IHRE AUFGABEN:
(a) Beantworten Sie drei Fragen zum Bericht über das Schützenfest in Altena:
(i) An welchem Tag und zu welcher Tageszeit kündigte Klaus Hesse seinen Rückzug an?
(ii) Wann muss die Schützengesellschaft einen Nachfolger wählen?
(iii) Wer heizte den Beifall der Schützen und Zuschauer an?
(b) Wie könnte der Bericht über das Schützenfest in Altena weitergehen? Schreiben Sie eine Fortsetzung, die nach dem letzten Satz einsetzt.

___ TEXT ZUR ANALYSE

Altena. Die Friedrich-Wilhelms-Gesellschaft braucht einen neuen Chef: „Das war meine letzte Rede im Bungern als Hauptmann. Es war mir eine Ehre.“ Mit diesen zwei Sätzen kündigte Klaus Hesse am Samstagnachmittag (10. Juni) am Ende seiner Ansprache zum Schützenfest-Samstag seinen Rückzug an. Hesse wird nicht erneut als Hauptmann zur Verfügung stehen. Damit muss die Schützengesellschaft auf der Generalversammlung im Oktober einen Nachfolger wählen.
Die versammelten Schützen und Zuschauer im und rund um den Bungerm klatschen, von Kompanieführer Alexander Grass „nach einer Schrecksekunde“ angeheizt, kräftig Beifall als Dankeschön für die von Hesse geleistete Arbeit. „Du bist der Teamspieler, das hier sind Deine Leute!“, rief Grass Hesse zu.

______
___ ANGEZEIGTE DATENSÄTZE

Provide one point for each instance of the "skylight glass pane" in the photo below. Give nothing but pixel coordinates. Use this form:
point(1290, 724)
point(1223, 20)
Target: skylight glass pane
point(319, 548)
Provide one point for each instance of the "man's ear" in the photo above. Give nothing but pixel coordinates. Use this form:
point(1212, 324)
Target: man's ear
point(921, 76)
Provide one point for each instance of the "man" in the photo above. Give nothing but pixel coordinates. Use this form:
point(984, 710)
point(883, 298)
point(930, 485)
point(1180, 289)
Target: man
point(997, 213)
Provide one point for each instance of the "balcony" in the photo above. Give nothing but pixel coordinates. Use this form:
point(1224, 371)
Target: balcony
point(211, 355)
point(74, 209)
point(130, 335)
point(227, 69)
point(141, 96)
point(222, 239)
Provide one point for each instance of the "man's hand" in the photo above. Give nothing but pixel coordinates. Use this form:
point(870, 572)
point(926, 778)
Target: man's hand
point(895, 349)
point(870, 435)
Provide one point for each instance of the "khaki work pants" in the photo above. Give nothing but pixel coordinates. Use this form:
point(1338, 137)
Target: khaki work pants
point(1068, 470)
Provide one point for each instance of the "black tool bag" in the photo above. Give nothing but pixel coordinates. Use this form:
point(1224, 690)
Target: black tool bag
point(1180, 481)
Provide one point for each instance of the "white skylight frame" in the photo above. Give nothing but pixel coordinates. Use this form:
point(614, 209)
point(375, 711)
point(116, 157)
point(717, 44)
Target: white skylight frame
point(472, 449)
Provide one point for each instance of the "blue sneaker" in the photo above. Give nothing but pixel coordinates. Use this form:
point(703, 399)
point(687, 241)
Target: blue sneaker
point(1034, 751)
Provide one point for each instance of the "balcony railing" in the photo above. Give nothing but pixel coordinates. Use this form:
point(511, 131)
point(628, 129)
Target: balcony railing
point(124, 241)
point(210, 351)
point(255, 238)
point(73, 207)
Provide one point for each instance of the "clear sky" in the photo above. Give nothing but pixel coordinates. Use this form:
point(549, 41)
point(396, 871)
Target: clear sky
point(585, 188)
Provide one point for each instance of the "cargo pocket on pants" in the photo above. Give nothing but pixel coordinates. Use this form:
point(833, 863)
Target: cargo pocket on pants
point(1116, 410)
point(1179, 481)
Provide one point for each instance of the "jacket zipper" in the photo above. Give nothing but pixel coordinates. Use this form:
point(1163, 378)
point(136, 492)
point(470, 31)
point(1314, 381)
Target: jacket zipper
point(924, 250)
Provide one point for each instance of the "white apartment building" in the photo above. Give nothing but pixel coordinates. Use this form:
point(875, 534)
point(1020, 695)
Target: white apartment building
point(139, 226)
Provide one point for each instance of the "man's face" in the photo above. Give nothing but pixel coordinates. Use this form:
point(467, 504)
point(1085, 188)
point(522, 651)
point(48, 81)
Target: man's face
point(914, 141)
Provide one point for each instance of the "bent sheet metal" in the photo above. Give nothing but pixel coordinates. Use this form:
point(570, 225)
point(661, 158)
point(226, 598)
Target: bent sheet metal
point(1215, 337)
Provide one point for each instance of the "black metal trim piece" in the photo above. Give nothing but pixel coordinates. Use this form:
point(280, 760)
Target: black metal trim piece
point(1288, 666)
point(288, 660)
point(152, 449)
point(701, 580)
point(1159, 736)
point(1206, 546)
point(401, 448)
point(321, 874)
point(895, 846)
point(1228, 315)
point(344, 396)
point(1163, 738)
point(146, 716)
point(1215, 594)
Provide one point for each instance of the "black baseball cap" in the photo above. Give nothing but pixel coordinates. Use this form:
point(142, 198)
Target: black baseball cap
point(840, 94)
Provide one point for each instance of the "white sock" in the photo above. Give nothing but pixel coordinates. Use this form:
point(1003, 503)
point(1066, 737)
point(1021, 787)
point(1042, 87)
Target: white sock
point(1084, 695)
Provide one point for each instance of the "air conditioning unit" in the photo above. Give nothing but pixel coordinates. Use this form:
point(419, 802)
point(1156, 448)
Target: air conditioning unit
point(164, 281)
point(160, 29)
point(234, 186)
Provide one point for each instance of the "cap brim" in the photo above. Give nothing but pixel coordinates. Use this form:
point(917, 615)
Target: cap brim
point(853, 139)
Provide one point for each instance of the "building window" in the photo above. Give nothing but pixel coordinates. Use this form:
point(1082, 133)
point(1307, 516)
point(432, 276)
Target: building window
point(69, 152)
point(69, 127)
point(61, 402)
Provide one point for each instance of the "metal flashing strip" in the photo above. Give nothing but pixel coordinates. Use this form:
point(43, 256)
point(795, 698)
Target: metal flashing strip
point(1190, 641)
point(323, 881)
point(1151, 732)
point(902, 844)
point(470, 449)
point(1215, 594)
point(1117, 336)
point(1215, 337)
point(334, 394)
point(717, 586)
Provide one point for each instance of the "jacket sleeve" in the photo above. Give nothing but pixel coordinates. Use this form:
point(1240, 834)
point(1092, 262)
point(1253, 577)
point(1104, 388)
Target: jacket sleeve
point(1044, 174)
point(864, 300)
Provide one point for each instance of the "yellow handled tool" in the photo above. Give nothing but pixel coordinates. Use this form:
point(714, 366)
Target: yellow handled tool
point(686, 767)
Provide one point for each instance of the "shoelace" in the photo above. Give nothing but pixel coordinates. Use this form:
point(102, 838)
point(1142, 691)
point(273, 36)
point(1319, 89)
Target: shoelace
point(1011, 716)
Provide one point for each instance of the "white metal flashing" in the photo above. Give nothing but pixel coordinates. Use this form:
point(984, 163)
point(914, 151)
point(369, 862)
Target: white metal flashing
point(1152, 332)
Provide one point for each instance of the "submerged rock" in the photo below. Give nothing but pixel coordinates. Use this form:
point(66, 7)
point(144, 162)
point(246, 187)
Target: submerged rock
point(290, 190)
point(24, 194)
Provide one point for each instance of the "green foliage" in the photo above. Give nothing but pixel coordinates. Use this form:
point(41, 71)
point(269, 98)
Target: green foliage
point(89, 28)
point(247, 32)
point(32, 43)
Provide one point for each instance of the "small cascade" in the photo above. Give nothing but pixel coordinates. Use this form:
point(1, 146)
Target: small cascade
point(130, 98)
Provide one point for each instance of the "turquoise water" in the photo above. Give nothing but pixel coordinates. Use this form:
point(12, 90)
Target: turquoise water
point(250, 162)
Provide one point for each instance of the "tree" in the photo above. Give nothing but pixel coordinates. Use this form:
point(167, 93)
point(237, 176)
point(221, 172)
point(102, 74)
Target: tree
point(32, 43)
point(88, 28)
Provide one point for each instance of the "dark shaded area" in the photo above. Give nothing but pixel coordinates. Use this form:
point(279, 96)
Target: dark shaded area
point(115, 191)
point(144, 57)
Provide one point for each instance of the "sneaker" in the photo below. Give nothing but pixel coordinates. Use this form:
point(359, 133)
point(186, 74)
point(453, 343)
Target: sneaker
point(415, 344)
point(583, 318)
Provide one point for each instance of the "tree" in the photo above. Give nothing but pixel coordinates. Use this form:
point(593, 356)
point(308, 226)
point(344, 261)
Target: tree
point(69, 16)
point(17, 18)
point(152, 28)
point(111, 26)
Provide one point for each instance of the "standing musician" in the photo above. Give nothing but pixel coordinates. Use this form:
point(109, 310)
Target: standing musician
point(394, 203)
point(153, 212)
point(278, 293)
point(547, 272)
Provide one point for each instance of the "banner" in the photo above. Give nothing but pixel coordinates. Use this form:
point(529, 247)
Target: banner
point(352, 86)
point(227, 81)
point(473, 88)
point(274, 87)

______

DIE LÖSUNGEN:
(a)
(i) Am Samstagnachmittag, dem 10. Juni.
(ii) Auf der Generalversammlung im Oktober.
(iii) Kompanieführer Alexander Grass.

(b)
Klaus Hesse, Geschäftsführer des gleichnamigen, familieneigenen Drahtwerks in der Rahmede, nannte keinen konkreten Grund für seinen Rückzug. In seiner Ansprache ließ sich aber durchaus heraushören: Es liegt keineswegs an den Schützen in Altena und ihrer Friedrich-Wilhelms-Gesellschaft, dessen Hauptmann schon Hesses Vater, Hans-Jürgen Hesse, war. Der scheidende Hauptmann sparte vielmehr nicht mit Kritik an den überbordenden Vorschriften und der Bürokratie, die aus seiner Sicht überhand genommen haben. „Es wird bald unmöglich, dass Amateure, und das sind wir, eine Großveranstaltung planen und ausrichten“, warnte Hesse in Richtung der politischen Entscheider. Die Politik solle sich um die wichtigen und großen Dinge und die Belange der Mehrheit kümmern, aber „nicht vorschlagen, wann wir uns mit einem Waschlappen waschen sollen, oder sagen, wie wir Transgender-gerecht schreiben“, sagte Hesse unter großem Beifall.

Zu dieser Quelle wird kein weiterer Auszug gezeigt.